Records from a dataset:

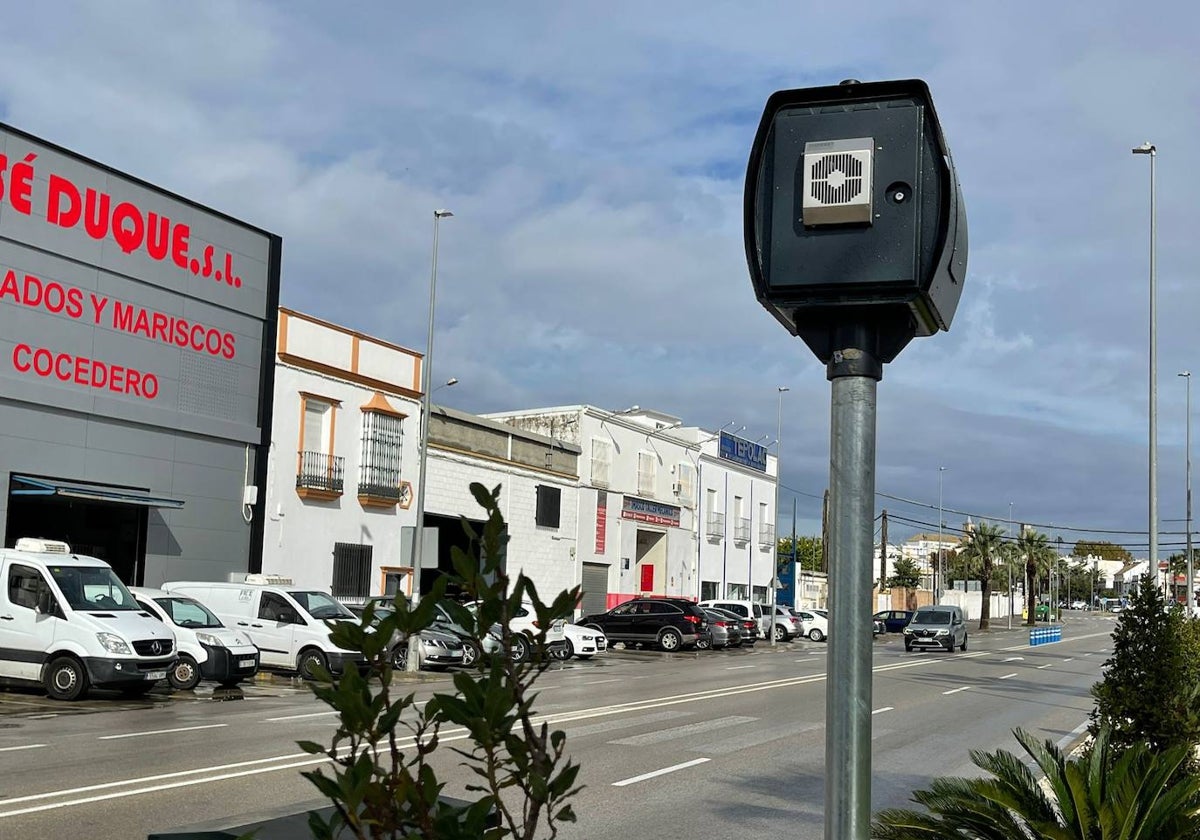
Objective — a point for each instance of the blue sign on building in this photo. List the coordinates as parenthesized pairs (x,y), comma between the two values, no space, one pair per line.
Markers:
(744,453)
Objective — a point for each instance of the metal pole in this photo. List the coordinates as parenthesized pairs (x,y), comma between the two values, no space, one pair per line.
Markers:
(849,670)
(941,567)
(1149,149)
(414,649)
(779,475)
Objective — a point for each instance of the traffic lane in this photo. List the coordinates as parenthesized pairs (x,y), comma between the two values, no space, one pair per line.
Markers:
(799,708)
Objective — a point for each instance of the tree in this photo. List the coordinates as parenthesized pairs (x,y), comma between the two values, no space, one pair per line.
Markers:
(906,575)
(983,546)
(1035,550)
(381,774)
(1103,795)
(1102,549)
(1151,683)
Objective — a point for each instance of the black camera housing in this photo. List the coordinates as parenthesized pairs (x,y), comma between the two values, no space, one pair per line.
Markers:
(847,276)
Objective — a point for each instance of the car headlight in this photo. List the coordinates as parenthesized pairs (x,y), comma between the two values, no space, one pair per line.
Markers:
(114,643)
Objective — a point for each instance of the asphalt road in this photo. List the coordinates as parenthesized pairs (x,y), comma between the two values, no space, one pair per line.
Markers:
(711,744)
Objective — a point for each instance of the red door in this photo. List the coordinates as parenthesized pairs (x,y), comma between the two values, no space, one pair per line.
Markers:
(647,579)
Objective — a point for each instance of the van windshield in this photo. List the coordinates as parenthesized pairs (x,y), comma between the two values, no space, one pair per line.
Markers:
(931,617)
(93,588)
(319,605)
(187,613)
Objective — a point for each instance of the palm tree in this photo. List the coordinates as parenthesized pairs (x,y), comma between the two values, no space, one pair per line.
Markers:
(1033,547)
(1103,795)
(983,545)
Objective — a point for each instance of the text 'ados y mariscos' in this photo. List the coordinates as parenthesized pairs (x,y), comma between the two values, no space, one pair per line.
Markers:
(130,226)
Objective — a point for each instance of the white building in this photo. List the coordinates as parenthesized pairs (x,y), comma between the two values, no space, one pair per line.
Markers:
(539,498)
(343,451)
(664,510)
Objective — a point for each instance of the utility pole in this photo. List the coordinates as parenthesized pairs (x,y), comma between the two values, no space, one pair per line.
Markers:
(883,551)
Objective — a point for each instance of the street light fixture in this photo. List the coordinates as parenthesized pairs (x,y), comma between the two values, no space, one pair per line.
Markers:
(1191,586)
(779,477)
(414,645)
(941,565)
(1149,149)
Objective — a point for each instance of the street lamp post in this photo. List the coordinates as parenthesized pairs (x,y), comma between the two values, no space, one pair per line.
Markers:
(1191,585)
(779,477)
(941,565)
(1149,149)
(414,649)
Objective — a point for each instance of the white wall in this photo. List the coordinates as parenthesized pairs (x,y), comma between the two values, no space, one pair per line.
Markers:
(547,556)
(299,534)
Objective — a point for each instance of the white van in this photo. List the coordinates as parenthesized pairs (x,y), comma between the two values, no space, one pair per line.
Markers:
(69,623)
(208,649)
(286,623)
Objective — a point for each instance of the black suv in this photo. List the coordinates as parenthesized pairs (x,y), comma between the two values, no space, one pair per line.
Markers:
(670,623)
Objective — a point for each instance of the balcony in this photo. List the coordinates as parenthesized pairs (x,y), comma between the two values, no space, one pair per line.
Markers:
(714,526)
(742,529)
(766,535)
(319,475)
(379,495)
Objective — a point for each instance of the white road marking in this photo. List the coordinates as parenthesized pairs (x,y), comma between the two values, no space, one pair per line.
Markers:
(659,773)
(300,717)
(684,731)
(181,729)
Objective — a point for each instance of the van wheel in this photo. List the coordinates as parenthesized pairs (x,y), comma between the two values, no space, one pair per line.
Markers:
(311,660)
(186,673)
(66,678)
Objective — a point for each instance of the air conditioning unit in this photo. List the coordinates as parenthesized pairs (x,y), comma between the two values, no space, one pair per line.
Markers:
(838,181)
(39,546)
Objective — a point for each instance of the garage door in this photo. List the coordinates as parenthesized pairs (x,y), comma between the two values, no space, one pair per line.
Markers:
(595,588)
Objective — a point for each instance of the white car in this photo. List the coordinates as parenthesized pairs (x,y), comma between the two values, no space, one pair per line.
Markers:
(525,627)
(208,649)
(814,624)
(582,642)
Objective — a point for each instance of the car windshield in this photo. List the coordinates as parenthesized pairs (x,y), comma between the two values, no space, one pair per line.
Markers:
(93,589)
(319,605)
(187,613)
(931,617)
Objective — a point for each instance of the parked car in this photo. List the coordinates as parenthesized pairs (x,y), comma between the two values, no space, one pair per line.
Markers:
(582,642)
(525,630)
(725,631)
(895,621)
(941,627)
(786,625)
(743,610)
(814,624)
(442,645)
(670,623)
(70,624)
(749,625)
(208,649)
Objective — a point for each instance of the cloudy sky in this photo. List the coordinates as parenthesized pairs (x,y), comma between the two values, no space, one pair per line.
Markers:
(595,162)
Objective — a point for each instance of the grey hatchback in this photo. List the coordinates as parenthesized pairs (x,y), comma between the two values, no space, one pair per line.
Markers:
(936,627)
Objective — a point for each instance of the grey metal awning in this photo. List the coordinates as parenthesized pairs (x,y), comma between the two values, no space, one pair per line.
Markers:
(27,485)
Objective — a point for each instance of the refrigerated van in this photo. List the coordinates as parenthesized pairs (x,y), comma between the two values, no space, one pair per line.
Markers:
(69,623)
(286,623)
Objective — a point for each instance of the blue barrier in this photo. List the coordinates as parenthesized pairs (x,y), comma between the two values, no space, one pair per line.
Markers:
(1045,635)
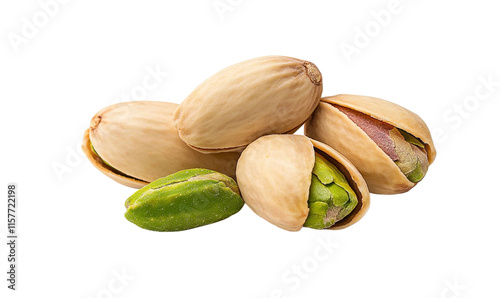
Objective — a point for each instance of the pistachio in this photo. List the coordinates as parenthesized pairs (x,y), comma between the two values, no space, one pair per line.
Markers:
(257,97)
(184,200)
(331,198)
(390,145)
(135,143)
(293,181)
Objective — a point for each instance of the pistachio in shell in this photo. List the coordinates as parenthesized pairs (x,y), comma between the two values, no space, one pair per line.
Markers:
(261,96)
(275,175)
(135,143)
(390,145)
(184,200)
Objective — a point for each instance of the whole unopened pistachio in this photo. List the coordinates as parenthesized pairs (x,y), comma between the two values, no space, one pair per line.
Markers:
(184,200)
(257,97)
(391,146)
(293,181)
(135,143)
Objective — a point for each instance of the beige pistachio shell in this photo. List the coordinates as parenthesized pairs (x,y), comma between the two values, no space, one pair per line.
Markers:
(274,176)
(267,95)
(140,144)
(334,128)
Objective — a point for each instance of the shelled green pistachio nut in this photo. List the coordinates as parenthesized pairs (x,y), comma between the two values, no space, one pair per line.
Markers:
(184,200)
(293,181)
(390,145)
(135,143)
(261,96)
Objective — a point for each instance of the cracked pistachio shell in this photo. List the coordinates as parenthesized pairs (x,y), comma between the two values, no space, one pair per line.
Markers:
(261,96)
(274,176)
(330,126)
(136,143)
(184,200)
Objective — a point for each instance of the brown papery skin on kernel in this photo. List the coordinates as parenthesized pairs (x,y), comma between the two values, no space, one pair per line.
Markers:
(377,130)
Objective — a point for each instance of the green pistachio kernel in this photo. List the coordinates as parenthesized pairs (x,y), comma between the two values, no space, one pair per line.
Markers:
(184,200)
(330,196)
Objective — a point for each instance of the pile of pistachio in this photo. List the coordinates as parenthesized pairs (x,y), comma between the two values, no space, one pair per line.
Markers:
(232,141)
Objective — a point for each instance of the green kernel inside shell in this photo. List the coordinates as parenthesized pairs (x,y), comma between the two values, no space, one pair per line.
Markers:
(331,198)
(407,151)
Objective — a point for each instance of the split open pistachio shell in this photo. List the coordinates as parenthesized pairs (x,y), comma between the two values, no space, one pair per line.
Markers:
(135,143)
(261,96)
(274,176)
(390,145)
(184,200)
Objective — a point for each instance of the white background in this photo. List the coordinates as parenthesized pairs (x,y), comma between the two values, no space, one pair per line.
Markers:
(439,240)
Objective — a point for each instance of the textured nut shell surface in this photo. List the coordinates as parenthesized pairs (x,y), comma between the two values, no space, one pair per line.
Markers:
(140,140)
(104,168)
(267,95)
(334,128)
(356,181)
(274,175)
(388,112)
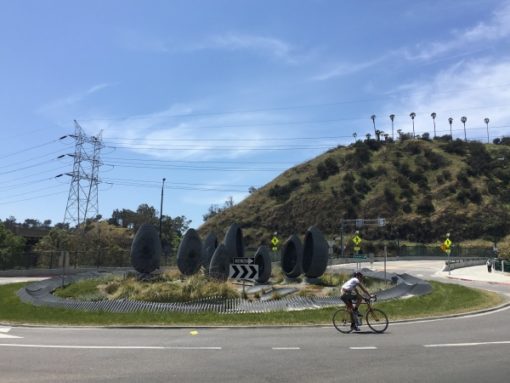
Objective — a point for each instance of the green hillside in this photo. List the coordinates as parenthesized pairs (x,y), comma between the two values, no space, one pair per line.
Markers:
(424,188)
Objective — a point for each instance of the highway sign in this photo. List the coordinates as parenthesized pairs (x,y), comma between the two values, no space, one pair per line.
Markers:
(275,241)
(356,239)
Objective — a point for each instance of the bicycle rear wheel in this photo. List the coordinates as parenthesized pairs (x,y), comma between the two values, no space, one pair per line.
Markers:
(377,320)
(342,320)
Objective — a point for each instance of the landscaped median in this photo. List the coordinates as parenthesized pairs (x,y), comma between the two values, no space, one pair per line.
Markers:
(445,299)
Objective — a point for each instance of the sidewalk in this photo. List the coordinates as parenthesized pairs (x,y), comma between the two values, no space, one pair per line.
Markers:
(477,273)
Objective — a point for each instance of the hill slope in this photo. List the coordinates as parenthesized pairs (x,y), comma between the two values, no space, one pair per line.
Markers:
(424,188)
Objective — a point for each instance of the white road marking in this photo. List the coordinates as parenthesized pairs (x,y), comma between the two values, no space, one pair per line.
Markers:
(78,347)
(464,344)
(364,348)
(7,336)
(286,348)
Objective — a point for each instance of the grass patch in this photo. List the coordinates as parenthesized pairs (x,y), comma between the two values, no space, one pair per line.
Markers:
(444,299)
(167,288)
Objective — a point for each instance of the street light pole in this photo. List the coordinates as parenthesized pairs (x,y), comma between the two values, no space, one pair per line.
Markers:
(486,120)
(161,209)
(392,117)
(413,115)
(463,119)
(433,115)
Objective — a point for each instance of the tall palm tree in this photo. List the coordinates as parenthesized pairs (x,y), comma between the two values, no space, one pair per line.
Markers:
(372,117)
(433,115)
(413,115)
(486,120)
(392,117)
(463,119)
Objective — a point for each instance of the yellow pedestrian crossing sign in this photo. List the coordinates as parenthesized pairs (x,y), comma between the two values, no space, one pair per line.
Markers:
(275,241)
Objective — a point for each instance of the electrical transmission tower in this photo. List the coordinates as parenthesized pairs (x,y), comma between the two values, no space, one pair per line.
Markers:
(83,199)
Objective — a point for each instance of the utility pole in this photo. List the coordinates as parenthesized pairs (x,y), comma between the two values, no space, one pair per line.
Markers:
(161,210)
(83,198)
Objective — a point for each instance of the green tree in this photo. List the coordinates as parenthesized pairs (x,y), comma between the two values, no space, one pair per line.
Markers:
(11,247)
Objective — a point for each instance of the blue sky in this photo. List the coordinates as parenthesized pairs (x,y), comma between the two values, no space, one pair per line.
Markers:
(218,96)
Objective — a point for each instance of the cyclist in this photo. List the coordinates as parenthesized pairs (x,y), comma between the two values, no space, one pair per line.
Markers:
(349,292)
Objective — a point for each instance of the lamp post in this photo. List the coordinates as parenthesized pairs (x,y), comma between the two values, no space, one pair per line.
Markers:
(161,210)
(392,117)
(413,115)
(463,119)
(486,120)
(433,115)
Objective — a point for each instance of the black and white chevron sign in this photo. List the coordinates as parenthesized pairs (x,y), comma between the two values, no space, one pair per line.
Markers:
(250,272)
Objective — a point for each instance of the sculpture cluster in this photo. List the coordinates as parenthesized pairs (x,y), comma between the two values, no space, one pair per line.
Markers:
(215,258)
(310,258)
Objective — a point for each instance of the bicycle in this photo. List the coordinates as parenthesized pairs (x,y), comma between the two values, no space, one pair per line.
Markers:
(376,319)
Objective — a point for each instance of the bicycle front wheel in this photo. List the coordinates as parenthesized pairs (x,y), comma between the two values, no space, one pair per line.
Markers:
(377,320)
(342,320)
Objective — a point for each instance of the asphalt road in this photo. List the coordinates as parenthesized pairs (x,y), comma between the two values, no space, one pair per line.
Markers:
(467,349)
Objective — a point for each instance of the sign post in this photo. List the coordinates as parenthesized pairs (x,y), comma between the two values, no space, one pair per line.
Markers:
(447,249)
(275,242)
(243,269)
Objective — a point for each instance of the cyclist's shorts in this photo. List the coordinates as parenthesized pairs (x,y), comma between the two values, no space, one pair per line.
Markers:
(348,297)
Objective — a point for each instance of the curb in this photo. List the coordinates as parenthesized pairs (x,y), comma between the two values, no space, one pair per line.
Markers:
(239,327)
(477,280)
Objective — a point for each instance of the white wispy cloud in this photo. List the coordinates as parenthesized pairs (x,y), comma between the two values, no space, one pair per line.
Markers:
(137,41)
(475,89)
(462,43)
(70,100)
(344,68)
(493,30)
(178,134)
(260,45)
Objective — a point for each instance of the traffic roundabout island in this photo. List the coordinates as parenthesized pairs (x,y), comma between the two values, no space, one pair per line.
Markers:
(41,294)
(221,262)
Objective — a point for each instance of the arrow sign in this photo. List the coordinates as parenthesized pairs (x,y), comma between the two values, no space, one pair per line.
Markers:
(243,271)
(243,261)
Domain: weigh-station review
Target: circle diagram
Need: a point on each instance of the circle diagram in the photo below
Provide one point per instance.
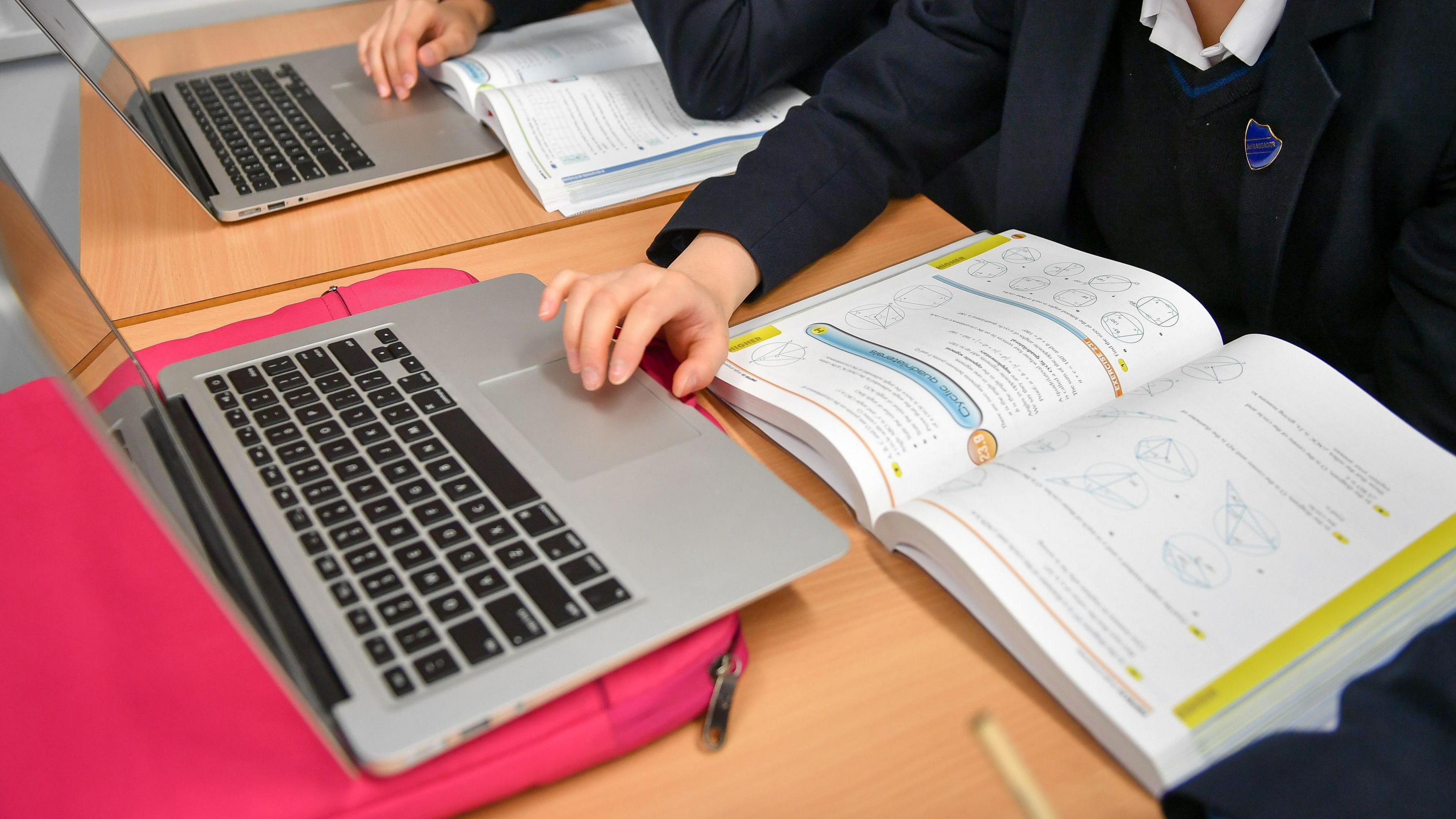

- _TASK DIRECTIONS_:
Look through the entries for lines containing the word "kernel" and return each one.

- _RESPONSE TO THIS EXERCISE_:
Objective — a point for each instance of the brown papery skin on kernel in this photo. List the coordinates as parenthesized pairs (x,y), comma between the two values, no space, one pair per line.
Objective — a point for each instance of the green pistachio kernel in this photo. List the coordinates as parenthesized pairs (x,y), comma between the two values, no space, one pair per line.
Objective — a point for each instance of the green kernel inside shell in this photo. List the coordinates as parenthesized pairs (x,y), comma between the two values, no space, one pair per line.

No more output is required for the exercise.